WHAT TO PRODUCE - Repeat the data in full. Drop every picture.

------ DATASET RECORDS

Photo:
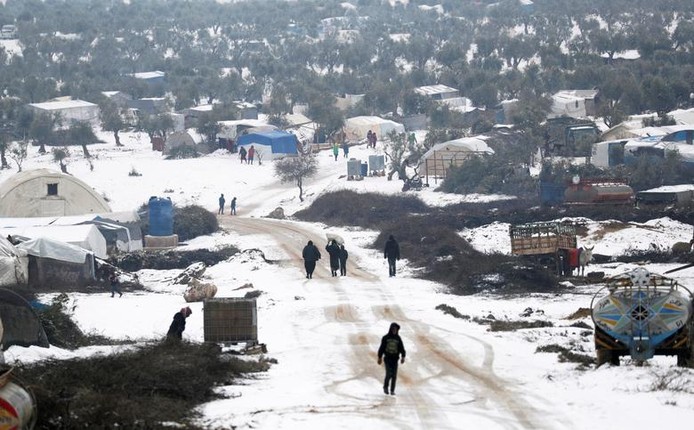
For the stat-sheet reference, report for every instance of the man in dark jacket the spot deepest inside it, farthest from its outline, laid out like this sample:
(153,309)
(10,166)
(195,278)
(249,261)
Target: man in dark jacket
(392,253)
(178,325)
(221,204)
(343,260)
(334,251)
(389,352)
(311,254)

------------

ANSWER TO THIS PROBLEM -
Photo:
For the stat-sheet reference, report for every instance of the man in dark jacket the spot deepest inside it, farthest from its outline, laid out like this sample:
(153,309)
(10,166)
(195,278)
(249,261)
Target: man in dark jacket
(392,253)
(178,325)
(221,204)
(343,260)
(334,251)
(389,352)
(311,254)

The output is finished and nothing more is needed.